WHAT YOU NEED TO DO
a. The text about the Wired article sets up a contrast between groups of people. List every group that the text names.
b. Summarize the text about the Wired article in two sentences.
c. Carry on the text about the Wired article from its last sentence.

TEXT EXCERPT

Based on a work at www.jonrogers.co.uk.

Straw men and the death of ideology

I made the mistake of confusing  Tim Ferriss with Timothy Ferriss, so I was surprised to be disappointed with an article on Wired, “Timothy Ferriss: The World of the Intellectual vs. The World of the Engineer”. I often read Tim’s blog, I’m fascinated by his approach to self-experimentation. So the over-simplification and scientism of the article surprised me.

The comments of other people on the article itself are interesting – both supporting and criticising Ferriss.

The title sets up the binary that Ferriss pursues through the article: intellectual bad, engineer good. Taking a rather unique definition of intellectual (“Being an intellectual had more to do with fashioning fresh ideas than with finding fresh facts.”) in order to contrast it with scientists and engineers who dealt only with hypotheses that they could check with lab tests. Ferriss goes on to intellectuals sought only to create ideologies that were based on imagined utopian dreams rather than any real experience and that they were all failures. He takes a slightly different route to the standard critique of modernity but ends at a similar place: modern ideologies are empty and we must leave them all behind. The have (without exception, apparently) only caused damage to humanity, while technology and science have exclusively benefited us.

[Object point labels]
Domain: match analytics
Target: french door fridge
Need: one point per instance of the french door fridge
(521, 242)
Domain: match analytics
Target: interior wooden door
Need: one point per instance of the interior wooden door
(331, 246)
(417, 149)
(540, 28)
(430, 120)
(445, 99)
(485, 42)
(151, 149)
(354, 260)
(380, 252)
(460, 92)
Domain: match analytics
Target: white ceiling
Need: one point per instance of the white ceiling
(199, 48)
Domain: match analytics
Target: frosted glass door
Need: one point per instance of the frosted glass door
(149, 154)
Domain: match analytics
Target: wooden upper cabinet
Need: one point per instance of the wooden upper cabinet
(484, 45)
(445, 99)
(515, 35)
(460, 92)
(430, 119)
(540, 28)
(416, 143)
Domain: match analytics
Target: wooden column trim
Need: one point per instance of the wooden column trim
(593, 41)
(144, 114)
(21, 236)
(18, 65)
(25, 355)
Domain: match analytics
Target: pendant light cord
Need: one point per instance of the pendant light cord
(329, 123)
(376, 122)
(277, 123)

RESULTS OF THE TASKS
a. intellectuals, scientists, engineers

b. The author was disappointed by a Wired article by Timothy Ferriss and found it over-simplified and marked by scientism. According to the author, the article contrasts intellectuals, who supposedly build failed ideologies on utopian dreams, with scientists and engineers, and it concludes that ideologies have only damaged humanity while science and technology have only benefited it.

c.
There’s plenty to critique in his argument (which my summary has probably not perfectly represented – which, as you’ll see, will be deeply ironic!) Some commenters have been upset with people saying there are straw men to be found in the article. A straw man is a weak or misrepresented summary of someone else’s argument or work, which then makes your argument look strong. It’s an analogy from somehting like martial arts, where knocking down a straw man is easier than taking on a real opponent.

An example (one of many) is Ferriss’ treatment of Marx. “Karl Marx studiously ignored the improving living standards of working-class Londoners — he visited no factories and interviewed not a single worker — while writing Das Kapital, which declared it an “iron law” that the lot of the proletariat must be getting worse.” Now I’ve not studied Das Kapital, but to suggest that Marx was anti-fact and did not research seems a very unfair accusation. Imperial Russia allowed the publication of Das Kapital because it was not just ideology, but a ‘scientific’ work of political economics. Marx should be seen as one who straddled the binary of this article – mixing ideology and scientific technique, as many scientists do, especially those who are pioneering new fields. And Marx cannot be blamed (as Ferriss later suggests) for the failure of communism in the Soviet bloc – commenter Jon Munger says that’s like blaming Darwin for eugenics.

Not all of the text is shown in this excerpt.